◆ TASK DETAILS:
Produce an exact copy of the lines from the line that contains "locate: white car | one point per instance" to the end of the listing below.

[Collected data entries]
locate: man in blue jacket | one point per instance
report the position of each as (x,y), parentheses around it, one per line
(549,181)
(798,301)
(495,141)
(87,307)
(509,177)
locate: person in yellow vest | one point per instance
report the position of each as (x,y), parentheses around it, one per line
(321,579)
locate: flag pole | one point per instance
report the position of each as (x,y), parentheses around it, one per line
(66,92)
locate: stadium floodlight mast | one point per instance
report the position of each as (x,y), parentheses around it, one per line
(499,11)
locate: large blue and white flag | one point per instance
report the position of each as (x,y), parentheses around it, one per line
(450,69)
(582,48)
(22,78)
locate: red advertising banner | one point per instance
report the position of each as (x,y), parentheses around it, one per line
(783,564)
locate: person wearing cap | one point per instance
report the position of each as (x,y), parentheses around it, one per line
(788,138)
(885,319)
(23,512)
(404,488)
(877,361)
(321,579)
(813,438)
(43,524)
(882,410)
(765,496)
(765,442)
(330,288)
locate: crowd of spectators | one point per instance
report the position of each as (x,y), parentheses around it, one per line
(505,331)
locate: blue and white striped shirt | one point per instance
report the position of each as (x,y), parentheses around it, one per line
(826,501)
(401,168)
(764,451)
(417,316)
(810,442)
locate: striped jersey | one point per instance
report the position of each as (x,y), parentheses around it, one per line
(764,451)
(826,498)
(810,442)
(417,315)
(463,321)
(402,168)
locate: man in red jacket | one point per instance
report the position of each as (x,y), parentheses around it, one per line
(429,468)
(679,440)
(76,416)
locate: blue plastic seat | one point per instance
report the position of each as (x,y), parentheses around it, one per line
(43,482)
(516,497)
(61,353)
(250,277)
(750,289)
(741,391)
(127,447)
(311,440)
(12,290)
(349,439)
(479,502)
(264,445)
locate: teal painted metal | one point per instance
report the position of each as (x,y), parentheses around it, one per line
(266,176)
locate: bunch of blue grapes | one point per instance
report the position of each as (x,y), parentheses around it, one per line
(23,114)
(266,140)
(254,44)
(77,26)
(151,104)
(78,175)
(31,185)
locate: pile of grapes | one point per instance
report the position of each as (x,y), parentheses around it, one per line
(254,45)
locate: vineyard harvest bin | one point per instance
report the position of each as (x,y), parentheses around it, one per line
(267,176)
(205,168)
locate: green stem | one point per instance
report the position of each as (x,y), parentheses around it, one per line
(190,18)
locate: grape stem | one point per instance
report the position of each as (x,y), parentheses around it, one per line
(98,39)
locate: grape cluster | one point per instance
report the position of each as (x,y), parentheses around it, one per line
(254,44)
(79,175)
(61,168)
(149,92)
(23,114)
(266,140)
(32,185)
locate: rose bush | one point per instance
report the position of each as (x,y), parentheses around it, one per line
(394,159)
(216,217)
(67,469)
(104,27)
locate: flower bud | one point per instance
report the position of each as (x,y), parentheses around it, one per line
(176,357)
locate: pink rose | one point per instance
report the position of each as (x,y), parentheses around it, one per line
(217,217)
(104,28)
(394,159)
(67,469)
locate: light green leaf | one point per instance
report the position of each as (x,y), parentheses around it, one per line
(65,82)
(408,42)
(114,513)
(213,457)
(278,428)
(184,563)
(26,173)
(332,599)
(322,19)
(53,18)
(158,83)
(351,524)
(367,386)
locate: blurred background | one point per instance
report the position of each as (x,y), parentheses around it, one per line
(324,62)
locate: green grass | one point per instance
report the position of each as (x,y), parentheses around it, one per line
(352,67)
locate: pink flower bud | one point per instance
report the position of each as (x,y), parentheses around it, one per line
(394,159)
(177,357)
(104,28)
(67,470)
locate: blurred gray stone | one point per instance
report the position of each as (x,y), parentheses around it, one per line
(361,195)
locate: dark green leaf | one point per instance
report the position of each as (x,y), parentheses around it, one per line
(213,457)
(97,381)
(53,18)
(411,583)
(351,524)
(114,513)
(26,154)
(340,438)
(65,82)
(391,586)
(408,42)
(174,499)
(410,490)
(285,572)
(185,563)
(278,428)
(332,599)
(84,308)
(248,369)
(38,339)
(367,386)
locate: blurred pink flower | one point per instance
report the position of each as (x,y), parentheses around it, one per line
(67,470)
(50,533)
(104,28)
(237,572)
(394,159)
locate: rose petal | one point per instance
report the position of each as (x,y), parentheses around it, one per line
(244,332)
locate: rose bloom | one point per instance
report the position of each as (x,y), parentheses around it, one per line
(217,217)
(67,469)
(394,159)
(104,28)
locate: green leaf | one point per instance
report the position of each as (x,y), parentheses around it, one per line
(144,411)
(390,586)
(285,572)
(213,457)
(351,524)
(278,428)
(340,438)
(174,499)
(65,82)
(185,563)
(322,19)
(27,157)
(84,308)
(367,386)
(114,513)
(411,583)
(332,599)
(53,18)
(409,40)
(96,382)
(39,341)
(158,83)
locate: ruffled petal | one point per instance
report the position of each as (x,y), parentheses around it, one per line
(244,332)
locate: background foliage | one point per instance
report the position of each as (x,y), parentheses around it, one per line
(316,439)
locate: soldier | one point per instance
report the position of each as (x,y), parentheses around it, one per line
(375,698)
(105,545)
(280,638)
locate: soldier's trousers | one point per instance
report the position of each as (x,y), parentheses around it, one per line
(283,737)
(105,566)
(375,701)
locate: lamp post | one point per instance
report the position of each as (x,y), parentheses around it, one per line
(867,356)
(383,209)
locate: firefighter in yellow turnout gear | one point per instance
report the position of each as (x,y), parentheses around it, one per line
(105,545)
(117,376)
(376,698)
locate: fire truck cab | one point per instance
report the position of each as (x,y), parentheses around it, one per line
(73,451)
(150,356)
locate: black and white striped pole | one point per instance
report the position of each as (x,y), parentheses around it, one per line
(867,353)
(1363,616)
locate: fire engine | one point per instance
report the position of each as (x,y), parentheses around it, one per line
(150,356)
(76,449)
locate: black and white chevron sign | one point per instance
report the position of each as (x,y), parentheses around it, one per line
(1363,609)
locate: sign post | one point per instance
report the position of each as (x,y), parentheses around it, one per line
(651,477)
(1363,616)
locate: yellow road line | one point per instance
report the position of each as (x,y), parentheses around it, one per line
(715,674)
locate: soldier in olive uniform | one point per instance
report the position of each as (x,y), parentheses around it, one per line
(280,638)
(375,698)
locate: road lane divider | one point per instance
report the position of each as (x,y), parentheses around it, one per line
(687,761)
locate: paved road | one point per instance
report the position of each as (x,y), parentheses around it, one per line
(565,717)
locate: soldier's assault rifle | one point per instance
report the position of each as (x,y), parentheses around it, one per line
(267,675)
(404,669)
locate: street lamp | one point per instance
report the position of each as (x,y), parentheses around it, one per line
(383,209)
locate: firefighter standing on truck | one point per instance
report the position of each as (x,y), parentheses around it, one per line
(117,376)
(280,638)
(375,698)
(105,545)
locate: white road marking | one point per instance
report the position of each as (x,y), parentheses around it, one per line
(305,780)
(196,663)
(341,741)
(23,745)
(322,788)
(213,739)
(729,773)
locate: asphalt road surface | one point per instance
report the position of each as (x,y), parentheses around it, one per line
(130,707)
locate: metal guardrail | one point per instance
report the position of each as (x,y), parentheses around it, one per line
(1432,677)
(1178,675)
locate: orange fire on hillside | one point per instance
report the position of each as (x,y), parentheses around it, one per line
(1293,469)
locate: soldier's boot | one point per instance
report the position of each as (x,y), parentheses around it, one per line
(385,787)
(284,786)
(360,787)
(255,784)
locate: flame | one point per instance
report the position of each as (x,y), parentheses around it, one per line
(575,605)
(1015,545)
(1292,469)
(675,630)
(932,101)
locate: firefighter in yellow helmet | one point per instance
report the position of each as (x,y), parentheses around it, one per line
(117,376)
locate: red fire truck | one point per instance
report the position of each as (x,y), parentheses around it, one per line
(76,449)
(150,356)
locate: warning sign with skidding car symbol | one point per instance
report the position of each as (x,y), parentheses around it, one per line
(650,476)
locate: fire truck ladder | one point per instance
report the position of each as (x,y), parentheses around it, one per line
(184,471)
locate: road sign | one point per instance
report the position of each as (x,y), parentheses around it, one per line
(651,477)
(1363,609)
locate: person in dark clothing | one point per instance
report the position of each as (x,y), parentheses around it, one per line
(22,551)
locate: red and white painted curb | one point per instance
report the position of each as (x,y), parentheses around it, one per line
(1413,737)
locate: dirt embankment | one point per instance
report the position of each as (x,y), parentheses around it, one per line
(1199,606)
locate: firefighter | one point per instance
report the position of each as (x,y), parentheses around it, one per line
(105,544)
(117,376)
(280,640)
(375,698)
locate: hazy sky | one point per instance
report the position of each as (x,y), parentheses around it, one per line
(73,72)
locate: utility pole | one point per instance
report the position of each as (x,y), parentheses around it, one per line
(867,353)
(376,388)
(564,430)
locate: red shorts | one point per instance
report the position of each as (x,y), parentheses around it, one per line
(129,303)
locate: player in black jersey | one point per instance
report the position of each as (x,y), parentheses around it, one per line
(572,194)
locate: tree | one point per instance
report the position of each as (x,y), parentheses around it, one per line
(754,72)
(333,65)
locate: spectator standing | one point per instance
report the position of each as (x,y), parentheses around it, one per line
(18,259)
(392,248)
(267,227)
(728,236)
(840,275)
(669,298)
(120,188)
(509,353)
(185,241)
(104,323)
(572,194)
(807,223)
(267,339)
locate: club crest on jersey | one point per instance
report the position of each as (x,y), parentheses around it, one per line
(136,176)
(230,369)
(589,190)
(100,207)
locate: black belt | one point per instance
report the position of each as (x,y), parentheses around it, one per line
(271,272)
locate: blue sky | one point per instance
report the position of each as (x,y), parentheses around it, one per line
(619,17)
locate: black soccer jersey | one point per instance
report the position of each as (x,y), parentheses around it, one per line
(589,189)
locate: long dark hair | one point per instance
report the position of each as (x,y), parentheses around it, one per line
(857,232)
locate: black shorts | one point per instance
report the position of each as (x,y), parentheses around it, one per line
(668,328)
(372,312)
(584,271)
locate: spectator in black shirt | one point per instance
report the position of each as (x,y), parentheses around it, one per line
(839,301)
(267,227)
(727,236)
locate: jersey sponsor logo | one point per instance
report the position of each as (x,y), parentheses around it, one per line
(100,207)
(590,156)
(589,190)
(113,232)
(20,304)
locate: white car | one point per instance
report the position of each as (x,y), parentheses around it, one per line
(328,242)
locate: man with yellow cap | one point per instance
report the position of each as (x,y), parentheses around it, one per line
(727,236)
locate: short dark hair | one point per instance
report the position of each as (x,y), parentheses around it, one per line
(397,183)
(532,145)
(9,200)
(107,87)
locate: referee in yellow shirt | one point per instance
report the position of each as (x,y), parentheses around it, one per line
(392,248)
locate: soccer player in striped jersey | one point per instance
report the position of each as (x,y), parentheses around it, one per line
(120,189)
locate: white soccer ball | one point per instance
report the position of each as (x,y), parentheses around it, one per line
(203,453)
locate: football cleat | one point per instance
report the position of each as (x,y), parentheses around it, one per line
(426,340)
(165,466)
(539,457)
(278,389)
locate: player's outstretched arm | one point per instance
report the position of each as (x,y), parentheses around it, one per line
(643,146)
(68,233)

◆ RESULT OF THE EXERCISE:
locate: white car | one point per instance
report the position of each as (x,y), parentheses around it, one per line
(328,242)
locate: man with yellow cap | one point per instance
report the position of each as (x,y), parentheses around it, one per line
(727,236)
locate: short dark hair | one point per instance
report the position of each as (x,y), parentheses around it, one per line
(397,183)
(532,145)
(9,200)
(107,87)
locate: referee in yellow shirt | one point per instance
report the position of each as (x,y), parentheses around it, one per line
(392,248)
locate: soccer player in striped jersey | one point per instance
report the position of each as (x,y), parentheses around it, one per line
(120,189)
locate: white soccer ball | one point per instance
report the position of each as (x,y), parentheses around it, one per line
(203,453)
locate: football cleat | one point per instance
report the position of each as (x,y), parentheses around it, one per line
(426,340)
(165,466)
(539,457)
(278,389)
locate: player's outstretched arm | one point per instance
report the position of each as (x,y), parentheses around it, one per line
(643,146)
(68,233)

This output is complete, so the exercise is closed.